◆ Instructions to follow: Write out the records word for word, with no pictures.
===============
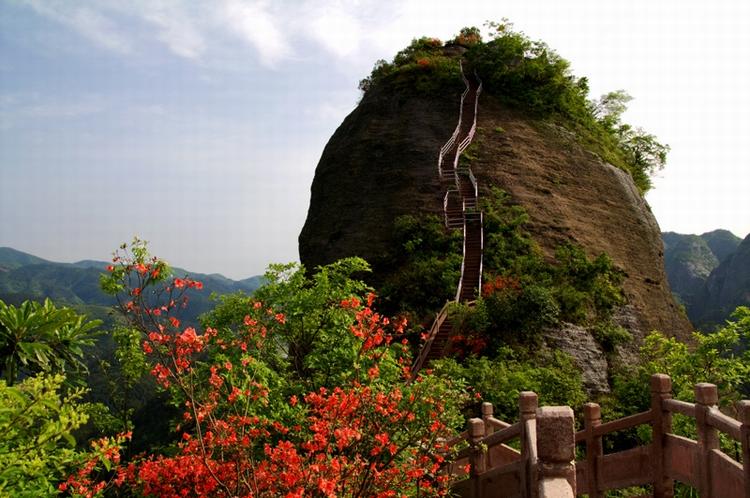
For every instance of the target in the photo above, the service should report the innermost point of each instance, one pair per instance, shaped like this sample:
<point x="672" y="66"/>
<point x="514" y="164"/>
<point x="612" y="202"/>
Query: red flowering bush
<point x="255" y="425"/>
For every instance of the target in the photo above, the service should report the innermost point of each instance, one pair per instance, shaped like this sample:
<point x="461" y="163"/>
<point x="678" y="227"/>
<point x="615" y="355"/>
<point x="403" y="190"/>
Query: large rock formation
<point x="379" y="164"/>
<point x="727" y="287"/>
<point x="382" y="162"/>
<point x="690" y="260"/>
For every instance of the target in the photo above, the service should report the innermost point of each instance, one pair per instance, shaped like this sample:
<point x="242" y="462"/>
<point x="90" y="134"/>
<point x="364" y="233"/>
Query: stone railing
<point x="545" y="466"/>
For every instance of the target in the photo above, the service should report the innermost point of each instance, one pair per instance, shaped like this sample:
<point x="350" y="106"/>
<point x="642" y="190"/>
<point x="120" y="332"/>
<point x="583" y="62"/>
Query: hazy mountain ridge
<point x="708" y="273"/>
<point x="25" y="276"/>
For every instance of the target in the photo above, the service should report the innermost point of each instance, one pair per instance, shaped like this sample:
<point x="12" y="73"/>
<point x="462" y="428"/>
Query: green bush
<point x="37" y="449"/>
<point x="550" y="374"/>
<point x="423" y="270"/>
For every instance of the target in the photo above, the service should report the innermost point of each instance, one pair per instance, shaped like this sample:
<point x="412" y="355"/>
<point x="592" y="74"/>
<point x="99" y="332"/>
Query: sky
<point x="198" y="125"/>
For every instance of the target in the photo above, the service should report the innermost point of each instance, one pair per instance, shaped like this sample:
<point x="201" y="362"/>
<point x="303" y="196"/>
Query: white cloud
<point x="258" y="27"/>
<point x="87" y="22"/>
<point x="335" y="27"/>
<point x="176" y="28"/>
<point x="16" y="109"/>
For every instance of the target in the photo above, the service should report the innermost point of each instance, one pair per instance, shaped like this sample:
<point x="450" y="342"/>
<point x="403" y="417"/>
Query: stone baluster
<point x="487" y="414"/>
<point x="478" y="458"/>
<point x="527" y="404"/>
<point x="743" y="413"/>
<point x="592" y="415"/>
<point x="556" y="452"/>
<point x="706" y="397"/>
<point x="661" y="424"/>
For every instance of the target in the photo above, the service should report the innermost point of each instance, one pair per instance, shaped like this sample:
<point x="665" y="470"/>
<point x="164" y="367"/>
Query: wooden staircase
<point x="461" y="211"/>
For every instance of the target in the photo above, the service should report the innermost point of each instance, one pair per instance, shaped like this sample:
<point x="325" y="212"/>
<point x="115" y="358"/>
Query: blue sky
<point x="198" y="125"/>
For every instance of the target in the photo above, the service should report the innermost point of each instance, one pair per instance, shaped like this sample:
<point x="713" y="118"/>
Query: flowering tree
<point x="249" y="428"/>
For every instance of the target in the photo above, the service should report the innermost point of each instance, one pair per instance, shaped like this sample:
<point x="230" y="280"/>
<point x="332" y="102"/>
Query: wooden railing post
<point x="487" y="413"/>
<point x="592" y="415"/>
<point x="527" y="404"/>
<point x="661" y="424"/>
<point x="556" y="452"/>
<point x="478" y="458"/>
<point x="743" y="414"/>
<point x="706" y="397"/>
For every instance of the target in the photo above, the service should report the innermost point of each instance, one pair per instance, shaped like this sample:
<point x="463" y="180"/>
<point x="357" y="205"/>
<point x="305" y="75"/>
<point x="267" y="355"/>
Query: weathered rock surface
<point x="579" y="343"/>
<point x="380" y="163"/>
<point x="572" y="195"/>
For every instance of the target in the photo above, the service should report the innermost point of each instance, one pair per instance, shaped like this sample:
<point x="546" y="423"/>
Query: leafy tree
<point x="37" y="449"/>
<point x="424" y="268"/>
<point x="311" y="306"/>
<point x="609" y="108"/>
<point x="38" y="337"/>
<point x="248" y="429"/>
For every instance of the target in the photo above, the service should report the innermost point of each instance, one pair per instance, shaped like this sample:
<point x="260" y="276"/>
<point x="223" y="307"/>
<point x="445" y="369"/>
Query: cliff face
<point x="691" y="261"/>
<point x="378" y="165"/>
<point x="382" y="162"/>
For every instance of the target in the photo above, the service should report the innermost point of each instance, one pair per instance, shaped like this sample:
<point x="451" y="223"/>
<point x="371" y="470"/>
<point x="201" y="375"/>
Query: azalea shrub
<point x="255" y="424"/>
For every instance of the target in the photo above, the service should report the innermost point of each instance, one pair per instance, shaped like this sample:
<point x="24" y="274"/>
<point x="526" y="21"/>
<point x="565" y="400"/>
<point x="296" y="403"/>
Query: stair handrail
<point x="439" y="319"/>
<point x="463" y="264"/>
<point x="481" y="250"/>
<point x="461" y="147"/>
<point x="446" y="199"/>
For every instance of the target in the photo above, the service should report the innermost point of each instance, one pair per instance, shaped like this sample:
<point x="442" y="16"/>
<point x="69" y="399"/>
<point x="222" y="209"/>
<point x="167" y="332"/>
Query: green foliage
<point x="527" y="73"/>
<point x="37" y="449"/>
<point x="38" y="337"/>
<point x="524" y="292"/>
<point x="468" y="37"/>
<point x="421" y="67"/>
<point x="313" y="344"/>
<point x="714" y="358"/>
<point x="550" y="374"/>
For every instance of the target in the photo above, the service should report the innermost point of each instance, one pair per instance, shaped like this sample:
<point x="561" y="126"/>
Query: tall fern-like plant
===============
◆ Output below:
For every instance of the target in the photo above, the service should report the innermost point of each instance, one pair per instance, shaped like this sample:
<point x="672" y="66"/>
<point x="514" y="164"/>
<point x="612" y="202"/>
Query: red flowering bush
<point x="255" y="425"/>
For every instance of the target in the photo above, the service should report the innermost point of each instance, one pair per instance, shaped like this sample:
<point x="461" y="163"/>
<point x="678" y="227"/>
<point x="615" y="355"/>
<point x="403" y="190"/>
Query: large rock formation
<point x="379" y="164"/>
<point x="727" y="287"/>
<point x="382" y="162"/>
<point x="690" y="260"/>
For every instance of the target in the photo above, the service should report the innermost point of each instance, one pair per instance, shaped like this sample:
<point x="242" y="462"/>
<point x="90" y="134"/>
<point x="364" y="233"/>
Query: stone railing
<point x="545" y="466"/>
For every instance of the target in the photo above, the service should report the innermost point of each instance, one pair per instance, shaped like this sample:
<point x="350" y="106"/>
<point x="642" y="190"/>
<point x="120" y="332"/>
<point x="583" y="62"/>
Query: hazy mountain ridge
<point x="708" y="273"/>
<point x="25" y="276"/>
For every instance of the target in the photo above, the service should report the innermost point of each instance, one pair per instance, shaped like this sample:
<point x="12" y="73"/>
<point x="462" y="428"/>
Query: green bush
<point x="37" y="449"/>
<point x="550" y="374"/>
<point x="423" y="270"/>
For every instance of the target in the photo above, the service should report the innermost point of each instance, one pair per instance, shaped like this sample:
<point x="412" y="355"/>
<point x="592" y="74"/>
<point x="99" y="332"/>
Query: sky
<point x="198" y="125"/>
For every instance of the target in the photo above, the service should report the innermost point of each instance, one pair per instance, shaped like this sample:
<point x="201" y="362"/>
<point x="303" y="196"/>
Query: white cloud
<point x="258" y="27"/>
<point x="87" y="22"/>
<point x="335" y="27"/>
<point x="176" y="28"/>
<point x="16" y="109"/>
For every instance of the target in the photo above, the service should report the innermost point of each instance, one pair per instance, shaped like this sample:
<point x="450" y="342"/>
<point x="403" y="417"/>
Query: stone baluster
<point x="487" y="414"/>
<point x="478" y="458"/>
<point x="527" y="404"/>
<point x="743" y="413"/>
<point x="592" y="415"/>
<point x="556" y="452"/>
<point x="706" y="397"/>
<point x="661" y="424"/>
For every instance of the target in the photo above, the service should report the innermost point of each instance, one pair per instance, shaped like this sample:
<point x="665" y="470"/>
<point x="164" y="367"/>
Query: wooden staircase
<point x="461" y="211"/>
For every instance of the target in the photo above, the service should report the innermost point of each instance, one pair per instance, shaped like this sample:
<point x="325" y="212"/>
<point x="115" y="358"/>
Query: blue sky
<point x="198" y="125"/>
For every instance of the target in the photo above, the service should report the innermost point of each instance, one pair per instance, shaped like this sample:
<point x="713" y="118"/>
Query: flowering tree
<point x="249" y="428"/>
For every instance of the target in the photo above, the service should report the innermost point of each instance, one pair per instance, shaped like this sample:
<point x="230" y="280"/>
<point x="332" y="102"/>
Query: wooden railing post
<point x="487" y="413"/>
<point x="592" y="415"/>
<point x="527" y="404"/>
<point x="661" y="424"/>
<point x="556" y="452"/>
<point x="478" y="458"/>
<point x="743" y="414"/>
<point x="706" y="397"/>
For every instance of the target in the photo above, the service should report the innermost point of each instance, one pair per instance, shaped like this sample:
<point x="463" y="180"/>
<point x="357" y="205"/>
<point x="305" y="75"/>
<point x="267" y="355"/>
Query: weathered rock surface
<point x="579" y="343"/>
<point x="380" y="163"/>
<point x="572" y="195"/>
For every instance of the target in the photo above, the service should report the innermost point of each instance, one pair per instance, shaped like this sample:
<point x="546" y="423"/>
Query: leafy tree
<point x="37" y="449"/>
<point x="424" y="268"/>
<point x="311" y="306"/>
<point x="609" y="108"/>
<point x="38" y="337"/>
<point x="248" y="429"/>
For every instance of the target in the photo above, the service should report the innermost point of each instance, one pair per instance, shaped like this sample:
<point x="260" y="276"/>
<point x="223" y="307"/>
<point x="445" y="369"/>
Query: cliff face
<point x="691" y="261"/>
<point x="378" y="165"/>
<point x="382" y="162"/>
For every instance of the target in the photo above, the service should report the innermost point of each instance, one pair per instance, shaped like this sample:
<point x="451" y="223"/>
<point x="371" y="470"/>
<point x="201" y="375"/>
Query: azalea shrub
<point x="255" y="424"/>
For every instance of the target in the photo above, the service should report the innermost point of each instance, one pair per instance, shaped like this sample:
<point x="24" y="274"/>
<point x="526" y="21"/>
<point x="565" y="400"/>
<point x="296" y="403"/>
Query: stair handrail
<point x="439" y="319"/>
<point x="463" y="264"/>
<point x="481" y="250"/>
<point x="461" y="147"/>
<point x="446" y="199"/>
For every instance of the target in the photo above, the service should report the innermost point of each instance, one pair per instance, shaped like this sample:
<point x="442" y="16"/>
<point x="69" y="399"/>
<point x="222" y="209"/>
<point x="167" y="332"/>
Query: green foliage
<point x="527" y="73"/>
<point x="37" y="449"/>
<point x="38" y="337"/>
<point x="524" y="292"/>
<point x="468" y="37"/>
<point x="421" y="67"/>
<point x="313" y="344"/>
<point x="714" y="358"/>
<point x="550" y="374"/>
For every instance of the target in the photo above, the service should report the innermost point of each instance, one pair per instance, shaped like this sample:
<point x="561" y="126"/>
Query: tall fern-like plant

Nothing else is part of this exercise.